* **Consegne**:
1. Nel testo su Koltès si dice che il monologo "vale anche per tutti i ragazzi italiani che sono costretti ad andare a lavorare all'estero". Spiega perché, usando le ragioni date dal testo.
2. Scrivi il seguito del testo su Koltès, partendo subito dopo la sua ultima frase.

Aggiornamento: 9 mag 2021

Lo straniero di Koltès? È uno di noi

“La notte poco prima delle foreste”. A 30 anni dalla morte del drammaturgo francese



di Pierfrancesco Favino

Marzo 2019


Mi sono imbattuto in La notte poco prima delle foreste di Bernard-Marie Koltès un giorno lontano; mi sono fermato ad ascoltarlo senza poter andar via e da quel momento vive con me e io con lui. Mi appartiene, anche se ancora non so bene il perché. È uno straniero che parla in queste pagine. Non sono io, la sua vita non è la mia eppure mi perdo nelle sue parole e mi ci ritrovo come se lo fosse. Il suo racconto mi porta in strade che non ho camminato, in luoghi che non ho visitato. Come un prestigiatore fa comparire storie di donne, di angeli incontrati per caso, di violenze e di paura, di ciò che non conosciamo. Forse è anche a questo che serve il teatro e mi auguro di riuscire a portarvi dove lui porta me. Penso che l’esclusione raccontata da Koltès approfitti di una condizione particolare, riconoscibile negli esclusi delle banlieu francesi, per farne un simbolo di diversità universale. Certo, riconoscerne un’attualità così viva, personalmente, non conforta.

In realtà il monologo non parla di migranti, ma di estraneità, del sentirsi straniero in un Paese. È un discorso che vale anche per tutti i ragazzi italiani che sono costretti ad andare a lavorare all’estero per trovare opportunità: è importante sentire di appartenere a qualcosa, invece succede a tutti di sentirsi esclusi. È un racconto che parla del lavoro e delle difficoltà che viviamo tutti i giorni; scritto nel 1977, rimane ancora attualissimo.

In realtà, faccio molta fatica a dividermi: questo testo è intimo, così come lo è il cinema che faccio, che si tratti di drammi o commedie, ma contemporaneamente intravedo anche, nella scrittura di questo drammaturgo francese, una leggerezza che fa diventare La notte poco prima delle foreste una sorta di “stand up drama”, in cui leggere anche i miei cambiamenti attraverso il tempo. Non amo l’abitudine a rinchiudere ciò che fa un attore in schemi prefissi e mi spaventa la parola “impegno”, per me la cosa importante è il tipo di energia e non la qualità. Qui si oscilla tra la sensazione di estraneità e il desiderio di condividere. La dinamica di fingere di essere qualcun altro riguarda la nostra professione, e tutta l’umanità, così come la necessità di essere capiti. Lo straniero di Koltès è uno di noi, un espediente narrativo che ci porta altrove, tra donne, angeli, violenza e paura.

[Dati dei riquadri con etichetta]
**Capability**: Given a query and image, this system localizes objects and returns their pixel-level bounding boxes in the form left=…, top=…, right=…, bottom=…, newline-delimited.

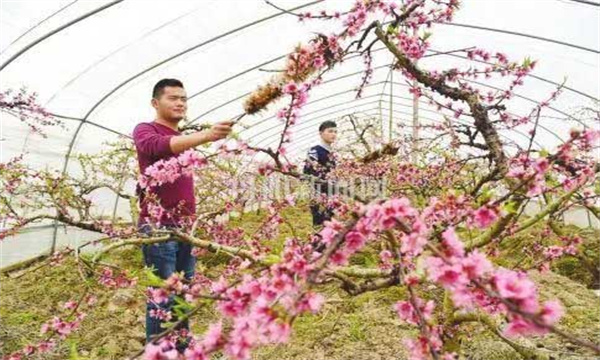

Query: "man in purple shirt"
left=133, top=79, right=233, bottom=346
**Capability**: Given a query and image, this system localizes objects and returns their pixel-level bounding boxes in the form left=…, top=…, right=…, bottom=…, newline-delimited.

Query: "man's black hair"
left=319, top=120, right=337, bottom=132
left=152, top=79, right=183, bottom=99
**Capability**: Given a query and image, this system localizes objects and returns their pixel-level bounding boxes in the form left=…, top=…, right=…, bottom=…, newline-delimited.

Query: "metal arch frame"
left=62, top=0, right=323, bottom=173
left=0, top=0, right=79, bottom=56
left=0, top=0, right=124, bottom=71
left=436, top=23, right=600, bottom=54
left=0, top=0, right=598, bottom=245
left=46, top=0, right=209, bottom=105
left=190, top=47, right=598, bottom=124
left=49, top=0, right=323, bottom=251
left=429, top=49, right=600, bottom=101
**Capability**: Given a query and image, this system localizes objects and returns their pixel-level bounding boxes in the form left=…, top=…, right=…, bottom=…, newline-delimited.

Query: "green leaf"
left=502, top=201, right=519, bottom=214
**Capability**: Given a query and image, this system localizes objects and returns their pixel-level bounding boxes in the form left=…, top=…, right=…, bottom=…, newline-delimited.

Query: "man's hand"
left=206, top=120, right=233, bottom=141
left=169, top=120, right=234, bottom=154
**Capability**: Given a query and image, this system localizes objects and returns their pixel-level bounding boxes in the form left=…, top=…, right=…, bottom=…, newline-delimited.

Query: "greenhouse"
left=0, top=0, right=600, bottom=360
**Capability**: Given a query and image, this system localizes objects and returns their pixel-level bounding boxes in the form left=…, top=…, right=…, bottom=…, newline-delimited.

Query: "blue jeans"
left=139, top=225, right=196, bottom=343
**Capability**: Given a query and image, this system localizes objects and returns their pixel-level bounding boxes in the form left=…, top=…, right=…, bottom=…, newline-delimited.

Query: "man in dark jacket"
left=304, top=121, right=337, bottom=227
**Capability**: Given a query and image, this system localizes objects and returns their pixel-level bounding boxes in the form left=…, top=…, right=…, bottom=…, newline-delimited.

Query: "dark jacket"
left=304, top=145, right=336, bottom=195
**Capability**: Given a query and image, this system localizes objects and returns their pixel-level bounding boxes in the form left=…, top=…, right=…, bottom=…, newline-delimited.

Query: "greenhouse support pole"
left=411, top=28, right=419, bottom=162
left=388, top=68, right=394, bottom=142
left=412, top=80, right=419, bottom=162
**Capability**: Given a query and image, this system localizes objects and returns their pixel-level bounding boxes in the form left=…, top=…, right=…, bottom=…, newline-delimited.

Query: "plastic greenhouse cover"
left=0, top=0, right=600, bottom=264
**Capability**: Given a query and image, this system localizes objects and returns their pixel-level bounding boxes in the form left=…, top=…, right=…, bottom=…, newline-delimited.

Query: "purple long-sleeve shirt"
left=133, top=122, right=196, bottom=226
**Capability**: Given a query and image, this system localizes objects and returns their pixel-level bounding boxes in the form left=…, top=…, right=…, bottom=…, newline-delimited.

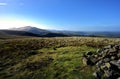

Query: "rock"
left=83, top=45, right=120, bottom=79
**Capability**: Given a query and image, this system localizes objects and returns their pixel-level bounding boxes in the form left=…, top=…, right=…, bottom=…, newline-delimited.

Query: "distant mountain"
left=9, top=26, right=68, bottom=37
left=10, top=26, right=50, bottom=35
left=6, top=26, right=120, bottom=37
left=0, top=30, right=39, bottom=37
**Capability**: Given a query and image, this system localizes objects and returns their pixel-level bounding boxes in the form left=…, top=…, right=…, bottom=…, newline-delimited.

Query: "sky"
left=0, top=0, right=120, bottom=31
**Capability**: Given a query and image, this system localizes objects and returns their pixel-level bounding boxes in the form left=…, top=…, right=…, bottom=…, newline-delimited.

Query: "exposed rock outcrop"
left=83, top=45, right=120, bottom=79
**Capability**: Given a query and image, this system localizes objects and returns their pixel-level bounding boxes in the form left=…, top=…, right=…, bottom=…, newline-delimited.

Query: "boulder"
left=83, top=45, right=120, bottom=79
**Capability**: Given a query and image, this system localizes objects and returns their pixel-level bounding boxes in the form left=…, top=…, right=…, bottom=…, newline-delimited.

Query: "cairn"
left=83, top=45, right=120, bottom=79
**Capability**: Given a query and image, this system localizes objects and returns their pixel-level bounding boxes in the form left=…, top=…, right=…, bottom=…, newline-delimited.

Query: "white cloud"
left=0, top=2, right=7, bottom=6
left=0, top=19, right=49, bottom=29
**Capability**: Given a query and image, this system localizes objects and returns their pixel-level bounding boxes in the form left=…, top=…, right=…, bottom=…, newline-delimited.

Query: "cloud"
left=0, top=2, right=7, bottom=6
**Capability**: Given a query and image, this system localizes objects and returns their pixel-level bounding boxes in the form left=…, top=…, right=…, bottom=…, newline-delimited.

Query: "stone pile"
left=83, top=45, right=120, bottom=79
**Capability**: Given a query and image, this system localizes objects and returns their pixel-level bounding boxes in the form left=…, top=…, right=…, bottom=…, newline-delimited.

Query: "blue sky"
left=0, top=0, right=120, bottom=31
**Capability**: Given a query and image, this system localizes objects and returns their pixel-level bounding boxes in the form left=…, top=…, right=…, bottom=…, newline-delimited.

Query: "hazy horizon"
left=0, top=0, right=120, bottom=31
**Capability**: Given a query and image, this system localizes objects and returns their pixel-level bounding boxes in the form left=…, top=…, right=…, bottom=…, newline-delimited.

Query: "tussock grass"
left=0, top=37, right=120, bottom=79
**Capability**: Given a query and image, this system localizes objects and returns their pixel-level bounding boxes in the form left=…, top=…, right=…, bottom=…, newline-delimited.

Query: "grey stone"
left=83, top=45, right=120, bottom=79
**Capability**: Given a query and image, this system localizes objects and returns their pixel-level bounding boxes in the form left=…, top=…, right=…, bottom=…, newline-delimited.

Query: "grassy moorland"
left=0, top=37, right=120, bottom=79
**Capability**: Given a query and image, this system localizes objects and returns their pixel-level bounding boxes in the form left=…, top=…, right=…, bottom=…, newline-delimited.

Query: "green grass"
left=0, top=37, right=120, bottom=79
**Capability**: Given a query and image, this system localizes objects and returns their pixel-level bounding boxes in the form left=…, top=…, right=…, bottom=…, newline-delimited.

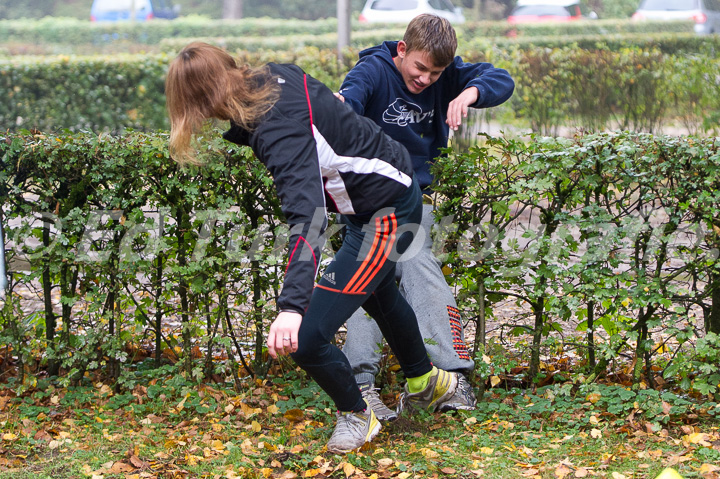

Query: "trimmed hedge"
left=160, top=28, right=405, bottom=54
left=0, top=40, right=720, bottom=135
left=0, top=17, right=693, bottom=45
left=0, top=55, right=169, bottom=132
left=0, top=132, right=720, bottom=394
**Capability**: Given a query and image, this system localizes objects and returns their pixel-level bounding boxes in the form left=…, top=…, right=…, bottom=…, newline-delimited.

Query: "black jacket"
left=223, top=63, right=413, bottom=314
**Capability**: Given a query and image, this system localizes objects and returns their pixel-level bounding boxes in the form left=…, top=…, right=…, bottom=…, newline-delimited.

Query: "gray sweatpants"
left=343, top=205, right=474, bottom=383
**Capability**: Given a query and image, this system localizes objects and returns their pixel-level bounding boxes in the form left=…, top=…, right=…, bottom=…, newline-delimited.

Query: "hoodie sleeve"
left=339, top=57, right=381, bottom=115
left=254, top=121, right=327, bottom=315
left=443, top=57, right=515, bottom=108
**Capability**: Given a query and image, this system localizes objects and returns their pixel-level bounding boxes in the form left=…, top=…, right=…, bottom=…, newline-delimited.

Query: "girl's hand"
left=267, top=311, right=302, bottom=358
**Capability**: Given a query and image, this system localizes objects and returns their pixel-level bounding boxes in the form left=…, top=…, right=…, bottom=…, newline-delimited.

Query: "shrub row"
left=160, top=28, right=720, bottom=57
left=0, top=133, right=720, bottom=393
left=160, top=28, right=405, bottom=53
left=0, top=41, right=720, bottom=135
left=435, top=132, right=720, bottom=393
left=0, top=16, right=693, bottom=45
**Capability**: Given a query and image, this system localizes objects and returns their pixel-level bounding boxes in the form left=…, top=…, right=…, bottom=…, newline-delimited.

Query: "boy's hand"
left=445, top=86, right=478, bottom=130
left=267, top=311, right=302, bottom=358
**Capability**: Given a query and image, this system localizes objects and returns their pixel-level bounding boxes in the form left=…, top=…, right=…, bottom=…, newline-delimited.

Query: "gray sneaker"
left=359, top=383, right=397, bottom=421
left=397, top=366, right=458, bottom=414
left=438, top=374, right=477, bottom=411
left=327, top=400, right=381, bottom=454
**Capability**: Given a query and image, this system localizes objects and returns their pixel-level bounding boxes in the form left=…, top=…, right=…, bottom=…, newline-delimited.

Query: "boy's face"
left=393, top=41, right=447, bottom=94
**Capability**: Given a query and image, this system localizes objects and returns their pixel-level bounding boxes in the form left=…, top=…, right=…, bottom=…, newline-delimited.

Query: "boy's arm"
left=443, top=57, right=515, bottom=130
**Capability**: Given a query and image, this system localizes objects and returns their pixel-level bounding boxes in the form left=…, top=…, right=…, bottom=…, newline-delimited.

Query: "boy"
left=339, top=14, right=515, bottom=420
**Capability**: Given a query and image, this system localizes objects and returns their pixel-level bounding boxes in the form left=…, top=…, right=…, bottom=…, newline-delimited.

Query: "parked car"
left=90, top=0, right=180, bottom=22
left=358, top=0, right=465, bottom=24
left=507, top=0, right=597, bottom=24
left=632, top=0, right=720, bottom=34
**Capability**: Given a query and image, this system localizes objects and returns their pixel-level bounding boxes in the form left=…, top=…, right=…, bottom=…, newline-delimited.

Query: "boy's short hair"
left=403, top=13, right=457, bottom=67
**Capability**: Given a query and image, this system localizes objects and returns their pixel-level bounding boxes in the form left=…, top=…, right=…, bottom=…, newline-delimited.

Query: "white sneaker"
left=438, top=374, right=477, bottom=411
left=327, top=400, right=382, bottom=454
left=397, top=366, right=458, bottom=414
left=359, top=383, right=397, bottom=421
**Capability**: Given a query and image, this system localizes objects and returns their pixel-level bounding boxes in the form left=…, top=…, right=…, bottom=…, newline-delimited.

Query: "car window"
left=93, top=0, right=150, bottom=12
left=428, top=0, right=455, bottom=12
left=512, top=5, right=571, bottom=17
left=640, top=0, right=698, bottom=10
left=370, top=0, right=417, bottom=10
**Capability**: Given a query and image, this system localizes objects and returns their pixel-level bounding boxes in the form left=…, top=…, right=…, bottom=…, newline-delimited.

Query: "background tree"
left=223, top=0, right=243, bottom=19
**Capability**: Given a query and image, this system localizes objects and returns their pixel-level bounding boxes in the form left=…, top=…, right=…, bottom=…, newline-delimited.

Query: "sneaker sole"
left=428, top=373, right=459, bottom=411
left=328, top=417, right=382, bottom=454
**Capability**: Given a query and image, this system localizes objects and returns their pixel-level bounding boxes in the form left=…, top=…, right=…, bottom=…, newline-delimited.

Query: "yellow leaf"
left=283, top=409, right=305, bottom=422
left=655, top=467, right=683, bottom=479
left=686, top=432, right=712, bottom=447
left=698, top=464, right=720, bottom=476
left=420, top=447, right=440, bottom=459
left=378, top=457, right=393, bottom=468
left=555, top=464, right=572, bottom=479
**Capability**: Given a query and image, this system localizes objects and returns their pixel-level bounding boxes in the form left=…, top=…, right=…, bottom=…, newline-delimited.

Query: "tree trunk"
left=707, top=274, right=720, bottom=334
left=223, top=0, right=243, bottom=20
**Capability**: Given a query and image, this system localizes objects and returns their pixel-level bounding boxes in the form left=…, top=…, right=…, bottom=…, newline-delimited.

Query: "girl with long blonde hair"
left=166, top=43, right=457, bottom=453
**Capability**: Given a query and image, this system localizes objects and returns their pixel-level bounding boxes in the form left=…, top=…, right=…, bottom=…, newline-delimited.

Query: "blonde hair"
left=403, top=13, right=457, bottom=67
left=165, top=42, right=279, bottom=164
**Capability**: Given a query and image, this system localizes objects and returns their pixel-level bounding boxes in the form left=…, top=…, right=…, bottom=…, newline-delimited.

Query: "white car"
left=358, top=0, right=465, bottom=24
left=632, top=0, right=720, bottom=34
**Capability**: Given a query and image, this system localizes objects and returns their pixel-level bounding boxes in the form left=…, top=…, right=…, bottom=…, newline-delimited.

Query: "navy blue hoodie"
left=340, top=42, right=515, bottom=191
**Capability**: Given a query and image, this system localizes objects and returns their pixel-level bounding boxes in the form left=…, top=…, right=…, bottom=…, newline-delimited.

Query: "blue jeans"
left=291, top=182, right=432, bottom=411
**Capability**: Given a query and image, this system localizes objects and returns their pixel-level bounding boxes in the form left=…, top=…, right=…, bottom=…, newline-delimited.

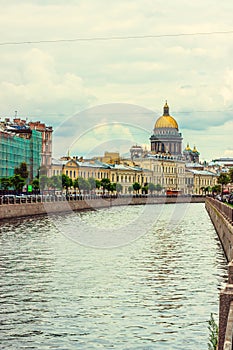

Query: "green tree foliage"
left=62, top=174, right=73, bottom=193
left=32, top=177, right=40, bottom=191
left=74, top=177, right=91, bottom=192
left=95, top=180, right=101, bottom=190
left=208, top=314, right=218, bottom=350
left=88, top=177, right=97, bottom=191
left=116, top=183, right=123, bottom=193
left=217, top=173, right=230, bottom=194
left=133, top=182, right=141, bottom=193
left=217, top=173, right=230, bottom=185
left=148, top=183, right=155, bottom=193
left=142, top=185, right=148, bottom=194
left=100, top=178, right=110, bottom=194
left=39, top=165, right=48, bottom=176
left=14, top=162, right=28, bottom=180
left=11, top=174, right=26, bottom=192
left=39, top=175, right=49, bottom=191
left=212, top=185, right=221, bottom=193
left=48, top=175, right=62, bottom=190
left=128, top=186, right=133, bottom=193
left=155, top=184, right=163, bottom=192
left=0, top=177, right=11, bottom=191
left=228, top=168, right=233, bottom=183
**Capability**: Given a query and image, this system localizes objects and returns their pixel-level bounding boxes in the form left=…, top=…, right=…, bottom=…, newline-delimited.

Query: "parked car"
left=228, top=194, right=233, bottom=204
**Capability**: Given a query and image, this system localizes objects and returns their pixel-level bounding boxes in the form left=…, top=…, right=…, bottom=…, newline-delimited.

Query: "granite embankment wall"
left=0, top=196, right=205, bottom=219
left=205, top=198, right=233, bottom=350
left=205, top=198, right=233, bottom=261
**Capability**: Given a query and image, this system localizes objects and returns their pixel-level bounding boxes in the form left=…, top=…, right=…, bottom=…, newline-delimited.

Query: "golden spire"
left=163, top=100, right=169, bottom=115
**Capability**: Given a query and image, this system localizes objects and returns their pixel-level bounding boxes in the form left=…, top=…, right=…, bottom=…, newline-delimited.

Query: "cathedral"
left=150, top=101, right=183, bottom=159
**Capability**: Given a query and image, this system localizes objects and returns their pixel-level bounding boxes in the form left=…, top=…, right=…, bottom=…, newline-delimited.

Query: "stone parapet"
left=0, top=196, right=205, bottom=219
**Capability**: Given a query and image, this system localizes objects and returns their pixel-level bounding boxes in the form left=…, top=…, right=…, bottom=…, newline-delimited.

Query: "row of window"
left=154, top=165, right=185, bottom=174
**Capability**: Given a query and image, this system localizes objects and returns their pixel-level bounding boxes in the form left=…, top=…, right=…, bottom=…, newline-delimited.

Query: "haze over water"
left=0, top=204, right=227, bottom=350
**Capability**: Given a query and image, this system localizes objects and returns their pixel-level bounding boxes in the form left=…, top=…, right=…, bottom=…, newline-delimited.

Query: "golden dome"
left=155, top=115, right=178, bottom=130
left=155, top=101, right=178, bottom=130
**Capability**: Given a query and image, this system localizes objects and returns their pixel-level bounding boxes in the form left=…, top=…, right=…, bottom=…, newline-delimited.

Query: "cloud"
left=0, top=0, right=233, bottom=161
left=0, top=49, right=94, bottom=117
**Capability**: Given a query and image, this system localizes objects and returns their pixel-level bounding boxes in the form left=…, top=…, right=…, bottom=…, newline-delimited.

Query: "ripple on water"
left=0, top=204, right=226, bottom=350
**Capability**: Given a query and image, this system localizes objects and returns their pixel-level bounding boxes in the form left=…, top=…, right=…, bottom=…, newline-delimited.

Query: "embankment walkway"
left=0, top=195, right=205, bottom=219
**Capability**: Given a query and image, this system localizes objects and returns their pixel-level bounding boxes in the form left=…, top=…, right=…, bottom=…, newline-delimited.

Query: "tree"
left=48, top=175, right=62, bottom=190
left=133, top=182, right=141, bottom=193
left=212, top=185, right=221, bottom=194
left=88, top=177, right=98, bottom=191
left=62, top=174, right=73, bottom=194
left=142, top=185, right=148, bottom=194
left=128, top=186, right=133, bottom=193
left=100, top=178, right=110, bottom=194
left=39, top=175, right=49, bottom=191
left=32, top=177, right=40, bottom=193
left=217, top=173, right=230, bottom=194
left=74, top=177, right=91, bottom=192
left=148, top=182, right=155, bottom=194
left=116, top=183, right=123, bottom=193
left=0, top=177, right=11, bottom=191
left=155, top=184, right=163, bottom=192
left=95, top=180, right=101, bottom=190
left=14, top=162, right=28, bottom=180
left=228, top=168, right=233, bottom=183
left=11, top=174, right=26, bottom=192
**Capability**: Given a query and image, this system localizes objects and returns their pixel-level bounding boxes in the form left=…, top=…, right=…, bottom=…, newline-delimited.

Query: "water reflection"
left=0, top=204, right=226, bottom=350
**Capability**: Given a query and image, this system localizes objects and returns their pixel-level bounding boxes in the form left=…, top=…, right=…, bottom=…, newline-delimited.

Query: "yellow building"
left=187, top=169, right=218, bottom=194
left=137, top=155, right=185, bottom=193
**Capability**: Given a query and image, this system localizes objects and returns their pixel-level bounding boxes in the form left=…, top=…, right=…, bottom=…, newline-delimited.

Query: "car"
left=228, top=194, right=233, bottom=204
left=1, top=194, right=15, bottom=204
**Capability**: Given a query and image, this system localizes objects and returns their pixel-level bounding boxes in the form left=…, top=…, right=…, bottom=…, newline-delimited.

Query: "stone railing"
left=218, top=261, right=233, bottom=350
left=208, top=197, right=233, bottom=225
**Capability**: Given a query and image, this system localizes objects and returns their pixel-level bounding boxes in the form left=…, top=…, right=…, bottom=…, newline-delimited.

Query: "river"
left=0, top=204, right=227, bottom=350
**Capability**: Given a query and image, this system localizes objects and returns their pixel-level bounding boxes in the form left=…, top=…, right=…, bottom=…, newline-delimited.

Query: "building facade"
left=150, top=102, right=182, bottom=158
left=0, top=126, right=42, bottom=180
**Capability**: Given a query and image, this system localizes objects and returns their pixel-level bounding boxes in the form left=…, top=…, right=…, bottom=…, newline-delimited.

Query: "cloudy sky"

* **Risposte attese**:
1. Il monologo non parla di migranti ma di estraneità, cioè del sentirsi straniero in un Paese. Per questo riguarda anche i ragazzi italiani che devono andare all'estero per trovare opportunità: succede a tutti di sentirsi esclusi, mentre è importante sentire di appartenere a qualcosa.

2.
Koltès parla anche di amore. Stare con qualcuno e diventare una cosa sola è un bisogno che conosco. Un desiderio che fa parte di me. L’amore di cui parla è pansessuale, riguarda qualsiasi tipo di unione. Due corpi che quando s’incontrano diventano materia, si fondono fino a non sapere dove finisce l’uno e dove comincia l’altro. Io credo che sia così.

Siamo tutti chiusi dentro confini e la nostra giornata spesso è fatta di transenne. Siamo costretti davvero? Non so dove comincia la nostra scelta o se è così senza che abbiamo scelto nulla. Però, contro i confini si può avere più coraggio

Mi dicono che quello di Koltès sia un testo impegnativo e mi viene in mente un maestro. Il grande Orazio Costa ci insegnava la passione, la dedizione e il senso del lavoro. Sono uno che ama fare le cose con una certa precisione. Quando si opera in ambito artistico si pensa che tutto nasca dal cielo, dall’intuizione artistica. Non è così. C’è tanto lavoro, c’è tanta tecnica, un impegno continuo che deve durare tutta la vita.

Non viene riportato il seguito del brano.